> **YOUR TASK**
Rewrite the listing from the line containing "job: give the outline of every instance of the white" through the line containing "M66 0L0 0L0 38L9 35L70 46Z", with "white basketball jersey" changed to "red basketball jersey" and all else unchanged. Give only those lines.

# START OF INPUT

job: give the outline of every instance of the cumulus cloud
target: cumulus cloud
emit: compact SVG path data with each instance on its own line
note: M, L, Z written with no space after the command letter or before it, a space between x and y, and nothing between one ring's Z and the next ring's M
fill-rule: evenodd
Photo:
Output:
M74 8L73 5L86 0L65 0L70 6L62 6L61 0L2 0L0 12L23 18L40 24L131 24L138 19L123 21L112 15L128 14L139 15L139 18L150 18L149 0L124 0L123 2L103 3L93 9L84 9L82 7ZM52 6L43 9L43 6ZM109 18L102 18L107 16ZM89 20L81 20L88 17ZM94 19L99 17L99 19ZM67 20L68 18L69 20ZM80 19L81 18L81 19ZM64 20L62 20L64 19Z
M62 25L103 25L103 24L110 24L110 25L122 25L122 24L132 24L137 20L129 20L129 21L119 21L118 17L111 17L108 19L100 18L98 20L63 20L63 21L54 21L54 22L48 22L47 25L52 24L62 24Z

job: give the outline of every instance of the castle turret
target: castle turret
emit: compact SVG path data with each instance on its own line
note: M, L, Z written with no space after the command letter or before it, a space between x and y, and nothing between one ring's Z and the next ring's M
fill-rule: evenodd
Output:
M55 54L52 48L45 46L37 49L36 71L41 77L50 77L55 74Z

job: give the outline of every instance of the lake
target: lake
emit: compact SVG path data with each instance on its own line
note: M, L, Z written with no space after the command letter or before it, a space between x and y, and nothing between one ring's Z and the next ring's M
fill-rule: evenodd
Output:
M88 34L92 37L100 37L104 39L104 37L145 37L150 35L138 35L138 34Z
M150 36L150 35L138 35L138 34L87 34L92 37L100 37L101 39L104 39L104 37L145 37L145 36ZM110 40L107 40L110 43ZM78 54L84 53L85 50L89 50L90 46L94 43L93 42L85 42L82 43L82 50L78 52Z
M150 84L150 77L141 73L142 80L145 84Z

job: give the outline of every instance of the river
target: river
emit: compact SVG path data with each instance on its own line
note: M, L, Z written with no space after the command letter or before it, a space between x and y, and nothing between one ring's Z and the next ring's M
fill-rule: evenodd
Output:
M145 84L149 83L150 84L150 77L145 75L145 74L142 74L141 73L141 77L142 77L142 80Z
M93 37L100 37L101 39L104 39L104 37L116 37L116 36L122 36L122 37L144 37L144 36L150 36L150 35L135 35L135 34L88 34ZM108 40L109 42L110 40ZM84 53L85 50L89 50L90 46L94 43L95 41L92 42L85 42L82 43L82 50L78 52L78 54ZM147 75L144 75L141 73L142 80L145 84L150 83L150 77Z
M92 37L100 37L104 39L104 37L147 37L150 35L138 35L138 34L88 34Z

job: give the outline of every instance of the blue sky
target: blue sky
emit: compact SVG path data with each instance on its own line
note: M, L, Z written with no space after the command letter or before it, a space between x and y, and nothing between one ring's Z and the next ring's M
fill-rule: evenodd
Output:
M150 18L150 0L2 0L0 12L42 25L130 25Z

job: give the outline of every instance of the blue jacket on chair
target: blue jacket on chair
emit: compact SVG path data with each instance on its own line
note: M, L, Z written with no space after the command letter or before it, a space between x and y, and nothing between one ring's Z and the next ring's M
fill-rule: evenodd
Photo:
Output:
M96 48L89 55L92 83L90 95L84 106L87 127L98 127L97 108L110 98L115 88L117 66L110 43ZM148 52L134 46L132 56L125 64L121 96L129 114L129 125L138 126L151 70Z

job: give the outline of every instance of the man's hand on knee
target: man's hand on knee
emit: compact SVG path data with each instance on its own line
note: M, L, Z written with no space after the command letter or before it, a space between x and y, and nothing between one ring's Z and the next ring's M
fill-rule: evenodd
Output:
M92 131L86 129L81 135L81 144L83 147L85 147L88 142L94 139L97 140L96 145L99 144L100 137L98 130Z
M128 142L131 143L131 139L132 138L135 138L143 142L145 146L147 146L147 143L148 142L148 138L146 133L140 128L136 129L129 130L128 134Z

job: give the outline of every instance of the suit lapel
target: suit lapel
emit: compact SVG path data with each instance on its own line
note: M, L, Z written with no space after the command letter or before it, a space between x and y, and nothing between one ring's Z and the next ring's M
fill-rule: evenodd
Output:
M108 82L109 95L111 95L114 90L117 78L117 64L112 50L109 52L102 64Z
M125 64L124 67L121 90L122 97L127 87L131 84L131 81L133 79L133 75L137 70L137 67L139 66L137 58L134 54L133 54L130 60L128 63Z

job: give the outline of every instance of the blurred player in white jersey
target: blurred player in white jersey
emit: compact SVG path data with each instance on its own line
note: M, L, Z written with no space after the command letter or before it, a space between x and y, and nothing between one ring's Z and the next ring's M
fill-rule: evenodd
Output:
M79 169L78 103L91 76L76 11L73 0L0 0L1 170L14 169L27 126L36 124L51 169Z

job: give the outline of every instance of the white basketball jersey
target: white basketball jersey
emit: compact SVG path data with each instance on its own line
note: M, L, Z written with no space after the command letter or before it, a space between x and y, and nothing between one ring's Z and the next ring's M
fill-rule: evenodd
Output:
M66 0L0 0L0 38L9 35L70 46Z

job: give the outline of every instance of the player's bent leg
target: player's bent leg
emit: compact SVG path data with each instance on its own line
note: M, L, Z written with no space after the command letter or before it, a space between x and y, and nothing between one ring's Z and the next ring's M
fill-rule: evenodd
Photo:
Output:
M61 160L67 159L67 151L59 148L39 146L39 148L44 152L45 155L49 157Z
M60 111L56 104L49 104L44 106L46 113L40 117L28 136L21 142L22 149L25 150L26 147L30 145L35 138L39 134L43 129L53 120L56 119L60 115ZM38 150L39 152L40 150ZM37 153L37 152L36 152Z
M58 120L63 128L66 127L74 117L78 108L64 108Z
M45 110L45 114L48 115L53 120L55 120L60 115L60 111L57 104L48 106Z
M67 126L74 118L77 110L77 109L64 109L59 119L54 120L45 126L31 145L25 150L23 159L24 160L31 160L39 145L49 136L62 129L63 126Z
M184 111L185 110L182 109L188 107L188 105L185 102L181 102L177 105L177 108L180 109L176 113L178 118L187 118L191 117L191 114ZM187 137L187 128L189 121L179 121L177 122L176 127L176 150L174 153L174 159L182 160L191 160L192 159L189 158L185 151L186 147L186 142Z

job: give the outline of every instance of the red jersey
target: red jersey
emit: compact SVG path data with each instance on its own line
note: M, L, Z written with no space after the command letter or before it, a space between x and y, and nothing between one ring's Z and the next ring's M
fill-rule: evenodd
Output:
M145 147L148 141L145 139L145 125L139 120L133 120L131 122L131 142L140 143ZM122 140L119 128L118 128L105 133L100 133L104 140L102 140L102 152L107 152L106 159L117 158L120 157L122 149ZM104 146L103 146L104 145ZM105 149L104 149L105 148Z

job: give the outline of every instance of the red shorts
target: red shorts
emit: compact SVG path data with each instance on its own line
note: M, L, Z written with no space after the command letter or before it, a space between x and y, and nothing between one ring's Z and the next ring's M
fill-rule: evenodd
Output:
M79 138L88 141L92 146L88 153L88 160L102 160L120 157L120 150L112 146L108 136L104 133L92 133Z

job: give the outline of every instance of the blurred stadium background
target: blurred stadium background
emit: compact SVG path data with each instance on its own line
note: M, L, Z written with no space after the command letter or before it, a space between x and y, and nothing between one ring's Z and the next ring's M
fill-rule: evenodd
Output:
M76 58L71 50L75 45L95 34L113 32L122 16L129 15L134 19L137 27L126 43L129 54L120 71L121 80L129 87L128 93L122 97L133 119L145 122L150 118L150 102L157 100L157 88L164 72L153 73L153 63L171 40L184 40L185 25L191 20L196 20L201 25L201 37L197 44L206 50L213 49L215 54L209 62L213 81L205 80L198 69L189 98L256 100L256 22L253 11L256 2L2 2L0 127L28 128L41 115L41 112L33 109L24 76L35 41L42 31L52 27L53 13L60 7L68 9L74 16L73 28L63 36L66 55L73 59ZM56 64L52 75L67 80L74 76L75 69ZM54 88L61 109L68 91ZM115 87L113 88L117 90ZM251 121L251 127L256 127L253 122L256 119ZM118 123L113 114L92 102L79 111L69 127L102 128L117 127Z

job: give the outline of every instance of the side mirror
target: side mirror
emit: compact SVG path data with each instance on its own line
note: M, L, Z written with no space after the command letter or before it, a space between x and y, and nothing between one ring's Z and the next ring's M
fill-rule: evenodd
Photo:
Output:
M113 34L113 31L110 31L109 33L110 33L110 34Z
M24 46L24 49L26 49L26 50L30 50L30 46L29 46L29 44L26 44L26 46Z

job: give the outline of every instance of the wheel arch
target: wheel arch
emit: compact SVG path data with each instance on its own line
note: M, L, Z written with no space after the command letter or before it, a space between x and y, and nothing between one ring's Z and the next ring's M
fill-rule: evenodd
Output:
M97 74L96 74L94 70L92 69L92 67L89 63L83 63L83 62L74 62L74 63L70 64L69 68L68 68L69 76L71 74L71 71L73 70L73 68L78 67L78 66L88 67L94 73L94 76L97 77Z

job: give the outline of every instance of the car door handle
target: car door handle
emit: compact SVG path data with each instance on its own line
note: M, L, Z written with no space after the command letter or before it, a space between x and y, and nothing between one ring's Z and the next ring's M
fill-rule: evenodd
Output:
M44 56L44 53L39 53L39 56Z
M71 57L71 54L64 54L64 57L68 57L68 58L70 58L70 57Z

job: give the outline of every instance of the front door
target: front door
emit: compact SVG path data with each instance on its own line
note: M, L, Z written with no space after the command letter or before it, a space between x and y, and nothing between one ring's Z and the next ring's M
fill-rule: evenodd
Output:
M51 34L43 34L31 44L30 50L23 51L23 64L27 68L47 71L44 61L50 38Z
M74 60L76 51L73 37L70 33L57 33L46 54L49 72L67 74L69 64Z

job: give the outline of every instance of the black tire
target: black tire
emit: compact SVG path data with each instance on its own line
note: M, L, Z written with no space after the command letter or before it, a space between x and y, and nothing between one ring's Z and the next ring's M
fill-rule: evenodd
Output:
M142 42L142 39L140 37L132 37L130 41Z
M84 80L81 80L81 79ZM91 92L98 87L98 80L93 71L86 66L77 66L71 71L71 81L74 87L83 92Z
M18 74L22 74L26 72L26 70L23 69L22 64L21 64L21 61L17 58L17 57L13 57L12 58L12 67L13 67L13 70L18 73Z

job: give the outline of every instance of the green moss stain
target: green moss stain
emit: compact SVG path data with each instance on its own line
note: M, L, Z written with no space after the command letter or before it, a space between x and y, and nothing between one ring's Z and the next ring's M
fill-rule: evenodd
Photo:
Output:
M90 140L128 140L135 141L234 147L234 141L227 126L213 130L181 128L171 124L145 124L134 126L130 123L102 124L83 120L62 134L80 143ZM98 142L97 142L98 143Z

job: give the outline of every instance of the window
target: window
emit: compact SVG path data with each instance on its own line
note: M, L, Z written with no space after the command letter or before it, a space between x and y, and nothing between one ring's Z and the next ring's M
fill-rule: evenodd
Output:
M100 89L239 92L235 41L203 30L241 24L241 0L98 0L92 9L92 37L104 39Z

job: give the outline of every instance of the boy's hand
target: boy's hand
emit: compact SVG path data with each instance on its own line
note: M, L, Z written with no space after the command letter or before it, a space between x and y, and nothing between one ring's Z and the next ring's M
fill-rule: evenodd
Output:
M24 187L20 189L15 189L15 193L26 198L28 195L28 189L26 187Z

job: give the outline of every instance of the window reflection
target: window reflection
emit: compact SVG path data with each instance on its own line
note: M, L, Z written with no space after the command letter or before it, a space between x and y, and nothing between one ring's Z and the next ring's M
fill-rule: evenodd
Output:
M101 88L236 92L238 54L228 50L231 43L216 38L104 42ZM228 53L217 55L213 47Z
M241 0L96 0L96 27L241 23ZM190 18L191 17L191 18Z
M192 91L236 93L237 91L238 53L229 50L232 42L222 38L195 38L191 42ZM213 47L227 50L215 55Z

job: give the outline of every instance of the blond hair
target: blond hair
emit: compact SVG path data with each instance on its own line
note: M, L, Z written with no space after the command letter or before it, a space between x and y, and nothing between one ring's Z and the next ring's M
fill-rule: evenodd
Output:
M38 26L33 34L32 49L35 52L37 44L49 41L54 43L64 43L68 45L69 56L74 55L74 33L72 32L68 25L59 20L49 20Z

# END OF INPUT

> **FULL OUTPUT**
job: give the outline of every instance of the red basketball jersey
target: red basketball jersey
emit: compact SVG path data with each instance on its own line
note: M, L, Z written with no space after the command letter or before it, a space between x and y, and nothing between one ring's Z and the next ring's M
fill-rule: evenodd
Output:
M66 0L0 0L0 38L9 35L70 46Z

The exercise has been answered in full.